* [SOURCE TEXT]:
........

Today I want to talk with you about a DDoS attack and what it is. Many people have no idea how this works or what effects it can cause on your website or the hosting service you are using. These types of attacks are malicious and are aimed at preventing people from visiting your website. The attacks act like a traffic jam preventing visitors from arriving at your site because they are overwhelming the network with a flood of internet traffic. The person who is attacking your network is using a group of exploited machines and other types of network services such as loT devices.
So How Does All This Work?
Good question. When a person wants to start a DDoS attack on a network he or she will need a network of online machines in order to carry out their attack. They have to find a group of computers or loT devices, that they can infect the devices with malware and it turns the devices into zombies that can only be controlled by them. Once the malware is installed on these machines they are no longer computers like they were before. They have now become a bot, and the person now has complete control over these devices and has constructed a botnet that they control.

........

* [ACTION ITEM]: Write the next part of the DDoS explanation, picking up after the sentence saying the person has built a botnet that they control. Nothing in the rows is needed.

........

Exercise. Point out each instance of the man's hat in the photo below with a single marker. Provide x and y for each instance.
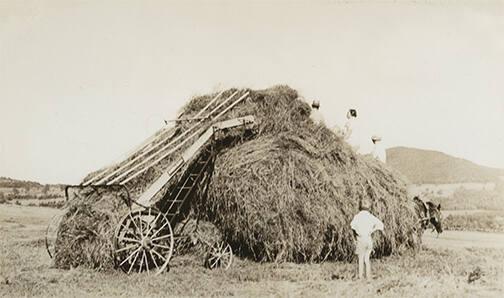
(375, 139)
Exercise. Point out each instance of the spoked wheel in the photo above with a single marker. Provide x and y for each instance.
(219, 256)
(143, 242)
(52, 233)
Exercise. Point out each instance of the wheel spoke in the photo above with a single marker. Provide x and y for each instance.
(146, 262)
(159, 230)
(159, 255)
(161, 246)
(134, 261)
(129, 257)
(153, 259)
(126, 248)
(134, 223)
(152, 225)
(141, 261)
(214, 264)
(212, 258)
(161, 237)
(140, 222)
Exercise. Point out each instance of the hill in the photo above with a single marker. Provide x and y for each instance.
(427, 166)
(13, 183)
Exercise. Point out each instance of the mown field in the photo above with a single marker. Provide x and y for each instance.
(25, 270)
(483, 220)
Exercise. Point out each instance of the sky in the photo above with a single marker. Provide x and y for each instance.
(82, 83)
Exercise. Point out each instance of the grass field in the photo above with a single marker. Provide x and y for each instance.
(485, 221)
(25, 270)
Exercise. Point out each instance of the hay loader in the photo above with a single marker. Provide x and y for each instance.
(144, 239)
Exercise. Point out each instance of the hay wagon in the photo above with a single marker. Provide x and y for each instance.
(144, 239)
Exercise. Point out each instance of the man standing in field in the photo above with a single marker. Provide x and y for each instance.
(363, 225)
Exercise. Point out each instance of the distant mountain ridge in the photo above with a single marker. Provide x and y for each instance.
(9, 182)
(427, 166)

........

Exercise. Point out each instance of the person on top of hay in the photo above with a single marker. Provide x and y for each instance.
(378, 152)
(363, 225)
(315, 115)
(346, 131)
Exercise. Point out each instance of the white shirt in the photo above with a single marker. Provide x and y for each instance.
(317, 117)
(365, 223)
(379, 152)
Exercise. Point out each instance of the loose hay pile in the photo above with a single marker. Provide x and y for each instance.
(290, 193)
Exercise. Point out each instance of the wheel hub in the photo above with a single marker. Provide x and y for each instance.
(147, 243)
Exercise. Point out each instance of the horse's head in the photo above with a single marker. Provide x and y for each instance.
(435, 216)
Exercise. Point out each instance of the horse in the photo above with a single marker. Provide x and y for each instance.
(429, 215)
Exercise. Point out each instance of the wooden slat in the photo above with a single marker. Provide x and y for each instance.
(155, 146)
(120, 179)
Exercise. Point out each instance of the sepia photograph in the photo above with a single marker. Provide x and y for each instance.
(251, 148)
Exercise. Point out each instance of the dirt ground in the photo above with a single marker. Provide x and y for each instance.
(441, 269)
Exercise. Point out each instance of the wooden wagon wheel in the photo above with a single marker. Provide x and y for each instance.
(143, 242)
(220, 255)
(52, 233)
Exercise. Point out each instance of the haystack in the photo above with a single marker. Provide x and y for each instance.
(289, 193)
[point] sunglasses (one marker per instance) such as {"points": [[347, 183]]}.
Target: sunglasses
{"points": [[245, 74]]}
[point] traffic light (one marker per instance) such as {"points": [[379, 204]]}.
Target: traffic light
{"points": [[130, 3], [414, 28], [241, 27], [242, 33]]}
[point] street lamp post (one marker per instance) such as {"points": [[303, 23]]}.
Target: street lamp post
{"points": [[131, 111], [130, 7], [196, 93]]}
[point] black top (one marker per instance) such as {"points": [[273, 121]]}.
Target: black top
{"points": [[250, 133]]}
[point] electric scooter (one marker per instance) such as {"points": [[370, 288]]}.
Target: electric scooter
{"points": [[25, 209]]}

........

* [THE ANSWER]:
Keep in mind that each computer in their botnet has a separate IP address and is independent of each other. The person who is in charge and controls all the bots in his botnet can now send a set of instructions to the devices. When the person sends an IP address to the bots in his control each one of the bots will now respond to the commands that were issued to them and start sending out requests to the targeted network.
The flooding of the network by all the bots in the botnet will cause the network to immediately overflow capacity. This, in turn, causes a denial-of-service or DDoS to the normal traffic that is trying to use this network. When this happened the network administrator has a very difficult time telling which IP address is associated with the attack and which IP address is from legitimate traffic coming to the network.
What Are The Different DDoS Attacks?
The Application Layer Attack: Many networks will consider this or call this a layer 7 DDoS attack. The 7th layer in a network is the human-computer interaction layer. This is where people can access the network services. This DDoS attack is designed to attack the layer where the web pages are generated from. This is one of the hardest attacks for a network to defend themselves against. Networks have a hard time to flag these attacks as malicious attacks against the network.
HTTP Flood: This type of attack can range from a simple attack all the way up to a complex attack. The best way to understand this attack would be to describe it as a refreshing attack. The attack will continue to refresh the web page over and over again. When you get a large number of computers refreshing the same page over and over again it results in a denial-of-service.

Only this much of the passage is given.